### PROBLEM REQUIREMENTS
Filter the listing down to the lines containing the word "building".

### INFORMATION SUPPLIED
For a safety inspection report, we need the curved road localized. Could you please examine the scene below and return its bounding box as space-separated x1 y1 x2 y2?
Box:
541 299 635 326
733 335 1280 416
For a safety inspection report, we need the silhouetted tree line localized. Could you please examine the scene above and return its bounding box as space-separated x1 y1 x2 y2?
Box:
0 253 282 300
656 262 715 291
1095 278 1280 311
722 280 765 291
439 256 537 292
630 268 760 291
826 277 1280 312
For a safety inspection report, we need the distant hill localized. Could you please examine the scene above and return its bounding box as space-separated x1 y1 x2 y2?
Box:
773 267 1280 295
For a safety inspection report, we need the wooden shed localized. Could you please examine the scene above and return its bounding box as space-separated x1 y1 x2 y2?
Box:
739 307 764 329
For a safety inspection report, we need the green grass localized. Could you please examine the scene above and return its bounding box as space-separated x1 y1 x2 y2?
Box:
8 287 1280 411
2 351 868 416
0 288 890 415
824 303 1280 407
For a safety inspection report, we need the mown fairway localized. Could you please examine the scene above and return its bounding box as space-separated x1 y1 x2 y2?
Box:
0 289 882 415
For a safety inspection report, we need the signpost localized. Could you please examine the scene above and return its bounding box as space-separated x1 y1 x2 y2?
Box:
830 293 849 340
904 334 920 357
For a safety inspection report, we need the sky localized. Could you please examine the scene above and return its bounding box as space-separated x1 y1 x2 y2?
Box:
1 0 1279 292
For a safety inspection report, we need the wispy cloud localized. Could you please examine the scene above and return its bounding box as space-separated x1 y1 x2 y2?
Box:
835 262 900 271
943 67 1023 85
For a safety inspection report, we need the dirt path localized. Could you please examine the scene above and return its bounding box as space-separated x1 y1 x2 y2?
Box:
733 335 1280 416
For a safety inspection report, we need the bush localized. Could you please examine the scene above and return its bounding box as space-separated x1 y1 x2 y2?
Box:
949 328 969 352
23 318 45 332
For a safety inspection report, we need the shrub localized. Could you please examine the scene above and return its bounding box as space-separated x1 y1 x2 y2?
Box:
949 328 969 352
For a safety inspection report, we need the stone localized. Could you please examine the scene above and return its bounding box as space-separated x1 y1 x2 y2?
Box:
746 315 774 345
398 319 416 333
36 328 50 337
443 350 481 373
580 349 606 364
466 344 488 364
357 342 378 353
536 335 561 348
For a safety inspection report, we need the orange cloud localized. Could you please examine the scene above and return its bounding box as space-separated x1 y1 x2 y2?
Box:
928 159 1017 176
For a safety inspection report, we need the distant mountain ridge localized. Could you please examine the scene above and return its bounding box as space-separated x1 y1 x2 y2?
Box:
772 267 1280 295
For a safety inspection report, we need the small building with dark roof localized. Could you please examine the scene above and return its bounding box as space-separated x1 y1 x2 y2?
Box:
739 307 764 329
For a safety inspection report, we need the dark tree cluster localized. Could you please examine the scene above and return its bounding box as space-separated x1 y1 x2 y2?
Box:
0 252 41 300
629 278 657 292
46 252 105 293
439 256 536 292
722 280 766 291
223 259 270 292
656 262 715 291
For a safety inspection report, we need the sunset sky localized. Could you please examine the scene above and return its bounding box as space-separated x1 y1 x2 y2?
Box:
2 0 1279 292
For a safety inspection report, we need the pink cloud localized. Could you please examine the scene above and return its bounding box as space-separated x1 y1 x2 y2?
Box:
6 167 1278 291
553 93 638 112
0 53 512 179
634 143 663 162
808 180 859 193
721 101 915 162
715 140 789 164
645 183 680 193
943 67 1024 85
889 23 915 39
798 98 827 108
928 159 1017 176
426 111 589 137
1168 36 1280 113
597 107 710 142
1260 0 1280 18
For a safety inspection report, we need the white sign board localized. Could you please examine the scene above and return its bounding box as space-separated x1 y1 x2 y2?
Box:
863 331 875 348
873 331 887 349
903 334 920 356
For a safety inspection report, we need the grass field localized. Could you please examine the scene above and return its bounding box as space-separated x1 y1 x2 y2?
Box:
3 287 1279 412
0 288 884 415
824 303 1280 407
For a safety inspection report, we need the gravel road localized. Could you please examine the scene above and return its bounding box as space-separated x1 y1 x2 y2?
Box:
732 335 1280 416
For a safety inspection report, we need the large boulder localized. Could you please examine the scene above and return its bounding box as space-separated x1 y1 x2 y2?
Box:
---
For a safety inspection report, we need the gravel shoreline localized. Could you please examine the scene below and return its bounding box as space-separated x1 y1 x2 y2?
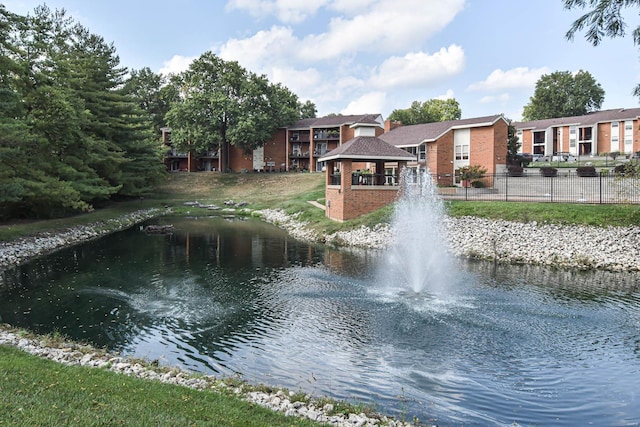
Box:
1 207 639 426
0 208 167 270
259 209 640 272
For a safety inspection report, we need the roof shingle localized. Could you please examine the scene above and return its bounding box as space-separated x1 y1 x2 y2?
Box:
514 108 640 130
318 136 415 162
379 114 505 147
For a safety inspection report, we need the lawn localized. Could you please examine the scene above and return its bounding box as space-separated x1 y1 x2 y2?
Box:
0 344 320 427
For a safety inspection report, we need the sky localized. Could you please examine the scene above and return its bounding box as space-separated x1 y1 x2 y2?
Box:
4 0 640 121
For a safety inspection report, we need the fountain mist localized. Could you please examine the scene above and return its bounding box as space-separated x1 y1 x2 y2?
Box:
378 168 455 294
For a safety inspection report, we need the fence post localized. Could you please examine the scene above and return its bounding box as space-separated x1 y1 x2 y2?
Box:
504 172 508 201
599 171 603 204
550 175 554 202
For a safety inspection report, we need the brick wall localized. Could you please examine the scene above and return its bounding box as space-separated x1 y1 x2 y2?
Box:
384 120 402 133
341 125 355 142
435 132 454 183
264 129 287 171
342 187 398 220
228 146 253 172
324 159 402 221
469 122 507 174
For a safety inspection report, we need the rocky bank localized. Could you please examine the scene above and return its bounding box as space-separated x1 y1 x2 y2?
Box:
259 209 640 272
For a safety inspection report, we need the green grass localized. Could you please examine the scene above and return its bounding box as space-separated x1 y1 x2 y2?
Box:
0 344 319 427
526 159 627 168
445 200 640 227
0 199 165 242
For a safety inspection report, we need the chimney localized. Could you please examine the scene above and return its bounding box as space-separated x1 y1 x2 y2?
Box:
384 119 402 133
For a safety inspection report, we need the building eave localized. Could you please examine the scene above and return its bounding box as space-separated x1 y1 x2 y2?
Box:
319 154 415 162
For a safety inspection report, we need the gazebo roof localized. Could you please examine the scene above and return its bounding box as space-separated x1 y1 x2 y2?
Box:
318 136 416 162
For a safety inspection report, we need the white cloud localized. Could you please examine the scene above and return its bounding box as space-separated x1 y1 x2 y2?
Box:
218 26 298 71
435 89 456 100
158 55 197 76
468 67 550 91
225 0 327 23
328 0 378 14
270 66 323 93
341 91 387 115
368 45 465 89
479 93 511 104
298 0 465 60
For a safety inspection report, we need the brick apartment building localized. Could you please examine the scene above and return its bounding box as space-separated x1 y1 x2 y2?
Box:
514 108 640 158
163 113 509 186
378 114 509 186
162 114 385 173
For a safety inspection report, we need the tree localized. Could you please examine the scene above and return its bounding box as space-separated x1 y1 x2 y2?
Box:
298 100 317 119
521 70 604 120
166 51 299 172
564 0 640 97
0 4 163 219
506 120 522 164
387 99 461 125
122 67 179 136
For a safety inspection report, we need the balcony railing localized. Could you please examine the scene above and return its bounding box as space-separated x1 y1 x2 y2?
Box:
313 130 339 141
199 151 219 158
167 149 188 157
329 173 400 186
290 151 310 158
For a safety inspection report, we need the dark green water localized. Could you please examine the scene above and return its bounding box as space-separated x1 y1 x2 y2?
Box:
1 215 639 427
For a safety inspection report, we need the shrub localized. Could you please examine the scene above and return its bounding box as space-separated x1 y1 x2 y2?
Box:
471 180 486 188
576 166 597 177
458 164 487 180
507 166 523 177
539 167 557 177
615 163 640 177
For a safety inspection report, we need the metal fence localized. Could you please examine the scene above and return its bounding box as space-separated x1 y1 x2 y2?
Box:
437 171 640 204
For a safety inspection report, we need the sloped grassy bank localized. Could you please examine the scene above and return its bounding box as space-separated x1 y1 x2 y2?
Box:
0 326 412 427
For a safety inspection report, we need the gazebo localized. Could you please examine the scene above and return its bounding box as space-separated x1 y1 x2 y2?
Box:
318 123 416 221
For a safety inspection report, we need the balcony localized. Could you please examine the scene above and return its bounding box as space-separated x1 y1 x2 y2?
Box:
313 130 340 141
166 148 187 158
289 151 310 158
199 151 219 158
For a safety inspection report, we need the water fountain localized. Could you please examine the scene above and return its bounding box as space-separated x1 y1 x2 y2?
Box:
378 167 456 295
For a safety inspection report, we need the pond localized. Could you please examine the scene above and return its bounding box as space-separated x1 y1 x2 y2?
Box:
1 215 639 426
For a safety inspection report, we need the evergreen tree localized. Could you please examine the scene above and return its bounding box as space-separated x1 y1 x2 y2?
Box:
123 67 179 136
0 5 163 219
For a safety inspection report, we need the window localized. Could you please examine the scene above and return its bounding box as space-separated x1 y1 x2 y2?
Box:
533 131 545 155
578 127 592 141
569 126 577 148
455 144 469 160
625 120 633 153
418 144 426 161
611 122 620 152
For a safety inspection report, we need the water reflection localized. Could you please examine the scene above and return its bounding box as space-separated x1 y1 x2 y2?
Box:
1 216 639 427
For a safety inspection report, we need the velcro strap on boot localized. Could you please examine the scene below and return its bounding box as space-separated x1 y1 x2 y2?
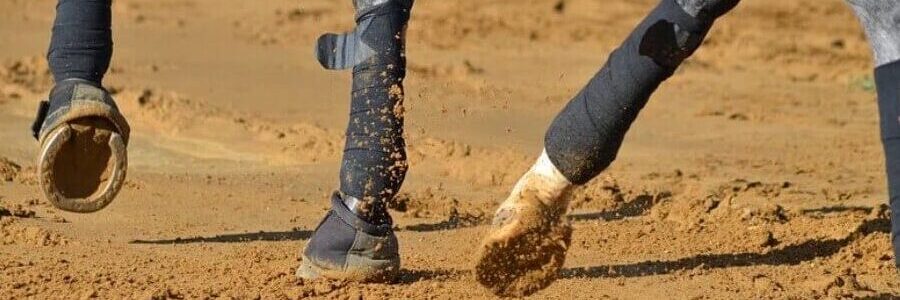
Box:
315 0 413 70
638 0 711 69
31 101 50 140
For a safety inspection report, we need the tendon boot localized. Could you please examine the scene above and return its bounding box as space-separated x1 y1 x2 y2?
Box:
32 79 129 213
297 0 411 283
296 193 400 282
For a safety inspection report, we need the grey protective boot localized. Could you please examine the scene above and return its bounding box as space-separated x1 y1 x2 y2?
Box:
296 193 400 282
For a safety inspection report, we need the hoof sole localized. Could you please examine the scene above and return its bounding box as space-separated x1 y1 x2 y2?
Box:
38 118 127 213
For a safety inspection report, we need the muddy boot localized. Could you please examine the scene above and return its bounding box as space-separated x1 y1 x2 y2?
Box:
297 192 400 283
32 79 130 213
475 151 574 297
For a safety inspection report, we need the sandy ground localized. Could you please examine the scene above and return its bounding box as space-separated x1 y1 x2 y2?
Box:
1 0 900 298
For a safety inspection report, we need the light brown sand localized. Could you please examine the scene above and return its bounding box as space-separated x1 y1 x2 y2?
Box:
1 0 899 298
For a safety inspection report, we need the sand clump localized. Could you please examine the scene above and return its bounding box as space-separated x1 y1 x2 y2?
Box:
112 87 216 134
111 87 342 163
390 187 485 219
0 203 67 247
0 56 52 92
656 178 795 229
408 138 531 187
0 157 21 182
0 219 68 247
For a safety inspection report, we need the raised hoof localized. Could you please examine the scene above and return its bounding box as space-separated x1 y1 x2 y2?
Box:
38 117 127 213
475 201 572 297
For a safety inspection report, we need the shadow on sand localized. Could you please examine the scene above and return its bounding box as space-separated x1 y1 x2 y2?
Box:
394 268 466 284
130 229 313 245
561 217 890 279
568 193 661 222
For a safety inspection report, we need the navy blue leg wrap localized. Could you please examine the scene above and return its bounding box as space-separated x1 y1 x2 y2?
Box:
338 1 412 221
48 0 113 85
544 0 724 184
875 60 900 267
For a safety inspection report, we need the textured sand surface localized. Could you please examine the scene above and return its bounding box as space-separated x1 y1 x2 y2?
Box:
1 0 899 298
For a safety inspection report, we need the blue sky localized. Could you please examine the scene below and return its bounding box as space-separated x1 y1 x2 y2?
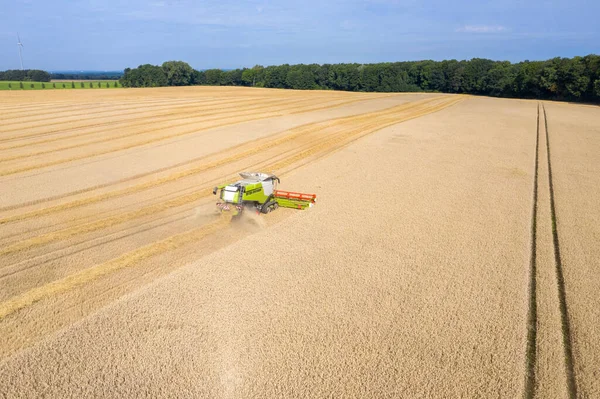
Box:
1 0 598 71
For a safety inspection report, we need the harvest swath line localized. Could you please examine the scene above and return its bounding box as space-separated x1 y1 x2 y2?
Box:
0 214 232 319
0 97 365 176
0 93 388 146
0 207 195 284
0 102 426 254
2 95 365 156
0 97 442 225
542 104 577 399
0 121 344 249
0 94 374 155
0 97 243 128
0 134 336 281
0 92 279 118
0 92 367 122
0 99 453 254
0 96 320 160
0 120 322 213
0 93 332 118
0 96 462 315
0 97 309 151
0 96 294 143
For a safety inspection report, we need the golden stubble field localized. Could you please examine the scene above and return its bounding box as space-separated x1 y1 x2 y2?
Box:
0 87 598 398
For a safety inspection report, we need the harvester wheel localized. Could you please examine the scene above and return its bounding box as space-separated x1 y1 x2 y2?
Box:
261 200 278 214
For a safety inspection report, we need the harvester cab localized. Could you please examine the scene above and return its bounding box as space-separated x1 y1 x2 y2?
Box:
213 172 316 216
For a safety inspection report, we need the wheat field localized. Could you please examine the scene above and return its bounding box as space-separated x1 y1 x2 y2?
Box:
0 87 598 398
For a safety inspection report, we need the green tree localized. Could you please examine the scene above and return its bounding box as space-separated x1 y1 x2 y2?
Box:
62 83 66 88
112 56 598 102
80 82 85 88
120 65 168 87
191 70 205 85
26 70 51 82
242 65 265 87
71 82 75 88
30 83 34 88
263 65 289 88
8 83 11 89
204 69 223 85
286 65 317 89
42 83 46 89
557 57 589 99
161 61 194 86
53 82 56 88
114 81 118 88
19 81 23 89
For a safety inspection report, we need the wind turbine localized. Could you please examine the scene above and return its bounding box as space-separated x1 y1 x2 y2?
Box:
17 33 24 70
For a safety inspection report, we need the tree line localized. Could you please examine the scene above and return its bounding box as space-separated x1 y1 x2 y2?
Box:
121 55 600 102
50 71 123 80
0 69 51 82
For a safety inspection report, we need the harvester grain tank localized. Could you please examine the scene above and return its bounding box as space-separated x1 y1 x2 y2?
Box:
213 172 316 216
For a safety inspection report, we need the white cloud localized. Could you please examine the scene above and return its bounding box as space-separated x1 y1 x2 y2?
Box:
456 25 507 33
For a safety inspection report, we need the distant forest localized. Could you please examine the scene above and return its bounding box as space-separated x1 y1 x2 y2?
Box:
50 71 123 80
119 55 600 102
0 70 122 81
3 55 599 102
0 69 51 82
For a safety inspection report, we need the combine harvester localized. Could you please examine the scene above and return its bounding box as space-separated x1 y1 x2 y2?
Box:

### SOLUTION
For a safety inspection report, we need the small building with dark roof localized. Could you please examine the scene above and return its bounding box as space-separated x1 y1 x2 y2?
For a safety inspection report, we need the building eave localized. Could you please examine the scene above and return its bounding box as space-separated x1 y1 x2 y2?
For a safety inspection report, we need the brick apartment building localized. Could you please examine the scene above and return its bounding box as space-separated x1 y1 x2 y2?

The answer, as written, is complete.